Given data |
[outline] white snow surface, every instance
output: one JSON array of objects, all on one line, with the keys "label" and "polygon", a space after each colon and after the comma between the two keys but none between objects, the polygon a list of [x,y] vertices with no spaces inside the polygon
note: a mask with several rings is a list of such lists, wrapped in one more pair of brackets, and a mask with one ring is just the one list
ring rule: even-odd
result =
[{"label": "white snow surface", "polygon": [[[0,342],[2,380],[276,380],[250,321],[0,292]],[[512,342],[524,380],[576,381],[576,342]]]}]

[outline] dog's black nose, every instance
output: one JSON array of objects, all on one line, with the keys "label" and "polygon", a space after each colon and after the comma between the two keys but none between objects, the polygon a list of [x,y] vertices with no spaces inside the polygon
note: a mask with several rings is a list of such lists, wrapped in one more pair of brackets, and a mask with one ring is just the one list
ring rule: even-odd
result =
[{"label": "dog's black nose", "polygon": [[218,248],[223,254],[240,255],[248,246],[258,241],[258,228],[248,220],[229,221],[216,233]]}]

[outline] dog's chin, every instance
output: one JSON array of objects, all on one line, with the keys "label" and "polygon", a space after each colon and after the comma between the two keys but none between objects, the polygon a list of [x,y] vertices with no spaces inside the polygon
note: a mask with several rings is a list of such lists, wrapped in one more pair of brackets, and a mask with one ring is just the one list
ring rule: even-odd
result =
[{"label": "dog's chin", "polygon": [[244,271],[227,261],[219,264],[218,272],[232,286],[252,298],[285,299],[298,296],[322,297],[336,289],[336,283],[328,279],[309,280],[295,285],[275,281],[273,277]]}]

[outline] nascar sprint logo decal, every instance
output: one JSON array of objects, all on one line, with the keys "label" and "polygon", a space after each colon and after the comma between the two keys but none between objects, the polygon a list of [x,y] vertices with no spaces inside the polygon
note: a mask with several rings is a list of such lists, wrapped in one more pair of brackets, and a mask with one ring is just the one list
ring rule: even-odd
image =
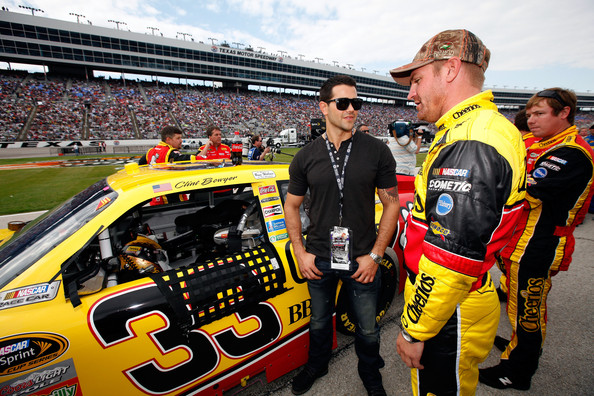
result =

Work to complete |
Repeat the data verbatim, excluding all pictures.

Exercise response |
[outline] white snow surface, every instance
output: one JSON array of objects, all on one line, with the keys "label" and "polygon", a space after each colon and after the comma between the two keys but none between objects, the polygon a list of [x,y] vertices with no spaces inside the polygon
note: a mask with several rings is a list of such lists, wrapped in one more pair of brackets, and a mask with one ring is just the one list
ring rule: even-odd
result =
[{"label": "white snow surface", "polygon": [[[0,342],[2,380],[276,380],[250,321],[0,292]],[[512,342],[524,380],[576,381],[576,342]]]}]

[outline] dog's black nose, every instance
output: one JSON array of objects, all on one line, with the keys "label" and "polygon", a space after each colon and after the comma between the two keys but none between objects, the polygon a list of [x,y] vertices with no spaces inside the polygon
note: a mask with several rings is a list of such lists, wrapped in one more pair of brackets, and a mask with one ring is just the one list
ring rule: even-odd
result =
[{"label": "dog's black nose", "polygon": [[218,248],[223,254],[240,255],[248,246],[258,241],[258,228],[248,220],[229,221],[216,233]]}]

[outline] dog's chin, every instance
output: one JSON array of objects, all on one line, with the keys "label" and "polygon", a space after each colon and after the comma between the two keys but none between objects, the polygon a list of [x,y] vertices with no spaces inside the polygon
note: a mask with several rings is a list of such lists, wrapped in one more pair of brackets, and a mask with one ring is just the one list
ring rule: even-odd
result =
[{"label": "dog's chin", "polygon": [[244,271],[227,261],[219,264],[218,272],[232,286],[252,298],[285,299],[298,296],[322,297],[336,289],[336,283],[328,279],[309,280],[295,285],[275,281],[273,277]]}]

[outline] nascar sprint logo decal, every instance
output: one JSON array of objects, all on one line, with the keys "label" and "polygon", a space after each colon and after the comma between the two keys but none between objects, the polygon a list of [x,y] vertices with no spaces inside the polygon
note: a mask with several rings is a list of such lists, wrapped in one more pair of brackets, and a mask with one ring is just the one list
ring rule: even-odd
image =
result =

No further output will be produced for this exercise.